(THE INPUT)
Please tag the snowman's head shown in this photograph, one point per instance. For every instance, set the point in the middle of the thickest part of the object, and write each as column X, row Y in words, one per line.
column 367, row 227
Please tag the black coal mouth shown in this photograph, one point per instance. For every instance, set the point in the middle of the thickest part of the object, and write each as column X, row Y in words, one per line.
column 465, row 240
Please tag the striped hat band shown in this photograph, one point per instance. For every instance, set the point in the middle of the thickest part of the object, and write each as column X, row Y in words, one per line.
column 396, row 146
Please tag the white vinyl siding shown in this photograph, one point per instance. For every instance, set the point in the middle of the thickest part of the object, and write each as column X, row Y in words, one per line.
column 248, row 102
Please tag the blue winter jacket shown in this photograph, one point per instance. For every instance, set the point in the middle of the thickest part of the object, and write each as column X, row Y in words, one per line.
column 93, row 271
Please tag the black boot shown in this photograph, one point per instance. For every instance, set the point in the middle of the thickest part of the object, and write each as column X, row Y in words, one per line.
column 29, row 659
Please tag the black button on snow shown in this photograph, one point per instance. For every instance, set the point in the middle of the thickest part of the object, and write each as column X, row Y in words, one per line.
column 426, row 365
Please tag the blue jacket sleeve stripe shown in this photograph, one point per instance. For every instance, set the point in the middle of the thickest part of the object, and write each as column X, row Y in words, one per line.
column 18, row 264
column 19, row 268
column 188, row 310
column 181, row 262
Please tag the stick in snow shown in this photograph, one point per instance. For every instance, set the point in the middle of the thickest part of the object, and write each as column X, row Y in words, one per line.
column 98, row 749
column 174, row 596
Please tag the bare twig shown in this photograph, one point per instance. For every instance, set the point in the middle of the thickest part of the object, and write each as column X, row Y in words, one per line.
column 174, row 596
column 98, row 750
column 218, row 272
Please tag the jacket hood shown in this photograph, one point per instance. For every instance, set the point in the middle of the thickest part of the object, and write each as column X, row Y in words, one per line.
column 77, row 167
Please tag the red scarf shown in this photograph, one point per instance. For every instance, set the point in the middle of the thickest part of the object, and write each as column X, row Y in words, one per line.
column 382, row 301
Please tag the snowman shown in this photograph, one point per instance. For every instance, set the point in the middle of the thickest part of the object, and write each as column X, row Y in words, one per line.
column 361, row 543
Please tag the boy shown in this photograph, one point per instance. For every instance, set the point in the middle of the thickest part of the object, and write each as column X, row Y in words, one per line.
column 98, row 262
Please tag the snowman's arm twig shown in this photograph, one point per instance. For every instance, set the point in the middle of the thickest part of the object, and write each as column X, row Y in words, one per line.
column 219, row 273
(End THE INPUT)
REQUIRED ACTION: Exactly the lines from the line holding "Please tag the stick" through the close of the listing above make up the answer; include nothing else.

SOLUTION:
Please tag the stick in snow shown in this photograph, one point per instance. For every instance, set the point in the middle of the thickest part of the object, and write each as column X, row Y in words, one per line.
column 98, row 749
column 174, row 596
Please tag the bare twig shown in this photograph, one point per instance. For every instance, set the point in the middle of the thickest part of the object, and write each as column X, row Y in words, one per line.
column 174, row 596
column 98, row 750
column 218, row 272
Please tag the jacket hood shown in this photograph, one point per instance. For every instance, set the point in the middle of the thickest part of the object, and write each as column X, row Y in words, one per line.
column 77, row 167
Please tag the red scarf shown in this photograph, one point per instance. For every instance, set the point in the middle of the thickest part of the object, and write each as column X, row Y in words, one per line.
column 382, row 301
Please tag the snowman shown in this photograph, one point per instance. For every instance, set the point in the middle of the thickest part of the object, and write each as column X, row Y in words, one per line.
column 361, row 543
Please tag the boy shown in this photograph, one point per instance. For every instance, set the point in the middle of the thickest part of the object, and write each as column X, row Y in words, one per line.
column 98, row 262
Please tag the snowman's arm twig shown in this photograph, one point per instance. For every instance, set the point in the middle of the thickest part of the object, and write each as column X, row Y in words, one per line.
column 219, row 273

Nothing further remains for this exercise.